## Lesetext

▶

Griechenland droht der Türkei nach Entscheidung über Hagia Sophia
Die Türkei will die weltberühmte Hagia Sophia künftig wieder als Moschee nutzen. Nach diesem Entscheid droht Griechenland mit Konsequenzen.
Das Wichtigste in Kürze
- Die weltberühmte Hagia Sophia in Istanbul soll künftig wieder als Moschee genutzt werden.
- Ein türkisches Gericht hatte den Status der einstigen Kirche als Museum aberkannt.
- Die deutlichsten Reaktionen zu diesem Entscheid kamen aus Griechenland und Russland.
Nach der Umwandlung des Museums der Hagia Sophia in Istanbul in eine Moschee droht Griechenland der Türkei mit Konsequenzen. Der türkische Präsident Recep Tayyip Erdogan habe einen «historischen Fehler begangen», erklärte der griechische Regierungssprecher Stelios Petsas am Samstag.
Auf diese Beleidigung der christlichen Welt müsse es eine entsprechende Antwort geben. Die EU, Russland und die USA nannten die Entscheidung bedauerlich. Die russisch-orthodoxe Kirche zeigte sich entsetzt.
Das Oberste Verwaltungsgericht der Türkei hatte am Freitag den Status der einstigen Kirche als Museum aberkannt. Kurz danach ordnete Präsident Recep Tayyip Erdogan an, das Gebäude für das islamische Gebet zu öffnen. Damit war gerechnet worden.
Vorbereitungen für Umwidmung begonnen
In dem am Samstag für Besucher geschlossenen Wahrzeichen begannen bereits die Vorbereitungen für die Umwidmung. Mitarbeiter des Tourismusministeriums inspizierten die Kuppel und die Minarette, wie die staatliche Nachrichtenagentur Anadolu berichtete.

◀

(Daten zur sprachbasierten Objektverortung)
▶

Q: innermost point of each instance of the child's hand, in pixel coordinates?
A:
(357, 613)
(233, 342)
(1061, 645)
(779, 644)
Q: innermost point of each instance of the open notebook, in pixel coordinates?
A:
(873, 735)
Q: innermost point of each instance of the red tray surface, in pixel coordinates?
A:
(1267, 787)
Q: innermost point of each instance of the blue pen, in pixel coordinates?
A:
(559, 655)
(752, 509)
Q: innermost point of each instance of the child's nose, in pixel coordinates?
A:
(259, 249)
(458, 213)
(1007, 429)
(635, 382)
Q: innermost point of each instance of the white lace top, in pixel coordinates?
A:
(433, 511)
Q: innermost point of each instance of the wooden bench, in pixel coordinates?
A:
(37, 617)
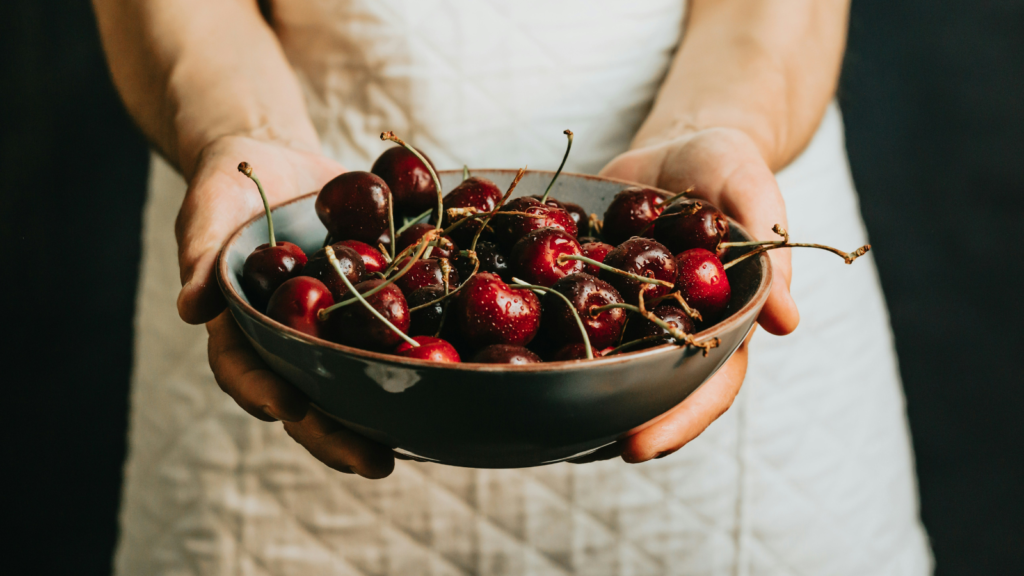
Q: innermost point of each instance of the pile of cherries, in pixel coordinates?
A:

◀
▶

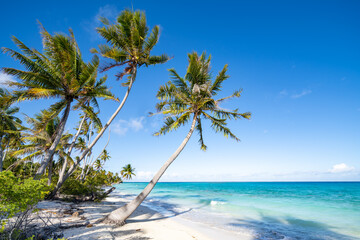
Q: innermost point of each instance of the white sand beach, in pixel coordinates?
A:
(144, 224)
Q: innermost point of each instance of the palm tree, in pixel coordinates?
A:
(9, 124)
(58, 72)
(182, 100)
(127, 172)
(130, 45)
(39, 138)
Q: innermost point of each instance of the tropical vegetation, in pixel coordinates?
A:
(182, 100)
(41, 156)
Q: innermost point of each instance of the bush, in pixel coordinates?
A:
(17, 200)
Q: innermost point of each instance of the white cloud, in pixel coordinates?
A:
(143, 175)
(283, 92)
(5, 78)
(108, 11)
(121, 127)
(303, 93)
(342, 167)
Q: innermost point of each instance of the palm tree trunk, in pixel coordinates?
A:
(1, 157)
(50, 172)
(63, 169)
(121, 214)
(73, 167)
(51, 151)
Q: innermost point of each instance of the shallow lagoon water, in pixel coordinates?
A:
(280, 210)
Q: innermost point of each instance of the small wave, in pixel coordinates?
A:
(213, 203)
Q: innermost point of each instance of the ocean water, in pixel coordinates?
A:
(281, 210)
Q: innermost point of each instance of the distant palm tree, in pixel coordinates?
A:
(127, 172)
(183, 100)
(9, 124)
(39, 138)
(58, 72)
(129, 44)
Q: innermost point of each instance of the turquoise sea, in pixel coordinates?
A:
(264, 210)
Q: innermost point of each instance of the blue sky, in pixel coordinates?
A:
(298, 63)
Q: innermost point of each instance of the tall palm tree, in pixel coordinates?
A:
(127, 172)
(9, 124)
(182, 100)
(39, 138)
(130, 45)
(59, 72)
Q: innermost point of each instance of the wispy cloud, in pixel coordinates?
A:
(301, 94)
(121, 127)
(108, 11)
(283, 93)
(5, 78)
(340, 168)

◀
▶

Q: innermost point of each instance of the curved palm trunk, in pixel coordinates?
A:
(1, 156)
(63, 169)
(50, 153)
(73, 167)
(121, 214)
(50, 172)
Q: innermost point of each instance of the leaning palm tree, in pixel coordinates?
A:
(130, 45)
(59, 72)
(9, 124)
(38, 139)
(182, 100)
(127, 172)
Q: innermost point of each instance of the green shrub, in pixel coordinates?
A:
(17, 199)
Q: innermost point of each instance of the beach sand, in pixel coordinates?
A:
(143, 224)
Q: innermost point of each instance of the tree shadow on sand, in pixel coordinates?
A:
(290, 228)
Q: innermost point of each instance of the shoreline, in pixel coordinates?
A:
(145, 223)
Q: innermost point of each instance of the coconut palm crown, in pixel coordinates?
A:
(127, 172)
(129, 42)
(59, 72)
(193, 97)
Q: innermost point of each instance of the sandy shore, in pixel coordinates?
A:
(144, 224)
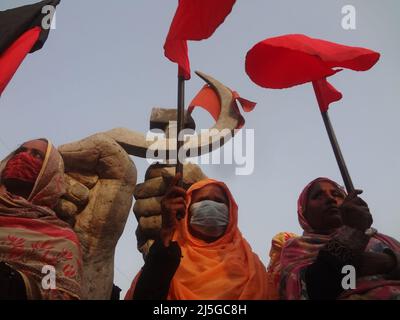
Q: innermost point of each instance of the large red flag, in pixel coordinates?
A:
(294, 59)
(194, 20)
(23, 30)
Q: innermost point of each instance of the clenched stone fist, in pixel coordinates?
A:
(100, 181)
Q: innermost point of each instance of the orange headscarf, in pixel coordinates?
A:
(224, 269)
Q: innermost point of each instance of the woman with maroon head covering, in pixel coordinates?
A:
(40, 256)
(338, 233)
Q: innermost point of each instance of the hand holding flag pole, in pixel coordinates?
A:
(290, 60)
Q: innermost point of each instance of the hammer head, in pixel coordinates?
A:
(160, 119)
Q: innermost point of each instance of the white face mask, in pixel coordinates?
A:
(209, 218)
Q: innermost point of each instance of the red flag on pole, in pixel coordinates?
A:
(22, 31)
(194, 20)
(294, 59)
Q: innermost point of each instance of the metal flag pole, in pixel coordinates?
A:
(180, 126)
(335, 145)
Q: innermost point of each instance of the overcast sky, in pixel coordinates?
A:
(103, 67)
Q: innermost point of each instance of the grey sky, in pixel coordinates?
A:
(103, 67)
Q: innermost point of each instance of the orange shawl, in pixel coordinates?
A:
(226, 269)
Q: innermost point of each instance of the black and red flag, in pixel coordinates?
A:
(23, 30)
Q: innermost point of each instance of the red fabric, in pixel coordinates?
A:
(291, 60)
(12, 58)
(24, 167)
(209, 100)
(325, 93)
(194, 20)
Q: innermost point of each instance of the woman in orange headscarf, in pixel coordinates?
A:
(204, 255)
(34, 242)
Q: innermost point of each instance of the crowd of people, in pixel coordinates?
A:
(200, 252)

◀

## Aufgaben
(A) Nenne alle Länder und Staatenverbünde, die laut dem Artikel über die Hagia Sophia auf die Entscheidung reagieren.
(B) Entnimm dem Artikel über die Hagia Sophia wortgetreu den Abschnitt von „Nach der Umwandlung“ bis „zeigte sich entsetzt.“.
(C) Führe den Artikel über die Hagia Sophia im Anschluss an seinen letzten Satz weiter.

## Lösungen
(A) Griechenland, Russland, die EU, die USA

(B)
Nach der Umwandlung des Museums der Hagia Sophia in Istanbul in eine Moschee droht Griechenland der Türkei mit Konsequenzen. Der türkische Präsident Recep Tayyip Erdogan habe einen «historischen Fehler begangen», erklärte der griechische Regierungssprecher Stelios Petsas am Samstag.
Auf diese Beleidigung der christlichen Welt müsse es eine entsprechende Antwort geben. Die EU, Russland und die USA nannten die Entscheidung bedauerlich. Die russisch-orthodoxe Kirche zeigte sich entsetzt.

(C)
Der Vorsitzende der Religionsbehörde Diyanet, Ali Erbas, sagte: «Wir haben mit der erforderlichen Arbeit begonnen.» Er hoffe, bis zum 24. Juli fertig zu sein. Nach Erdogans Willen soll die einstige Kirche dann als Moschee genutzt werden können.
Die Hagia Sophia (griechisch: Heilige Weisheit) wurde im 6. Jahrhundert nach Christus erbaut und war Hauptkirche des Byzantinischen Reiches, in der die Kaiser gekrönt wurden.
Nach der Eroberung des damaligen Konstantinopels durch die Osmanen im Jahr 1453 wandelte Sultan Mehmet II. die Hagia Sophia in eine Moschee um. Er liess als äusseres Kennzeichen vier Minarette anfügen. Auf Betreiben des türkischen Republikgründers Mustafa Kemal Atatürk ordnete der Ministerrat im Jahr 1934 die Umwandlung in ein Museum an.
Deutlichste Reaktionen aus Griechenland und Russland
Weil die Hagia Sophia eine so grosse Bedeutung für die Orthodoxie hat, kamen die deutlichsten Reaktionen aus Griechenland und Russland. Metropolit Ilarion vom Moskauer Patriarchat sprach im russischen Staatsfernsehen von einem Schlag gegen die Orthodoxie. «Für alle orthodoxen Christen weltweit ist die Hagia Sophia ein wichtiges Symbol, wie der Petersdom in Rom für die Katholiken.» Die Umwidmung werde die Beziehung der Türkei zur christlichen Welt beeinflussen.
Die innenpolitische Lage in der Türkei und die Faktoren, die zur Umwidmung geführt hätten, könnten unterschiedlich eingeschätzt werden. Der Metropolit weiter: «Aber das geistige und kulturelle Erbe einer ganzen Welt sollte nicht als Geisel einer politischen Situation genommen werden.»
Russlands Vize-Aussenminister Alexander Gruschko erinnerte an die Bedeutung der Hagia Sophia. Es gebe heute nicht mehr viele Symbole mit solch einer jahrhundertealten Geschichte, die auch Einfluss auf die Entwicklung der Menschheit gehabt hätten. Dies sagte er der Nachrichtenagentur Interfax am Samstag.
Gruschko erwartet nun von der Türkei, das Gebäude zu schützen, zu erhalten und weiter öffentlich zugänglich zu lassen: «Ich hoffe sehr, dass alle Verpflichtungen (...) vollständig umgesetzt werden.»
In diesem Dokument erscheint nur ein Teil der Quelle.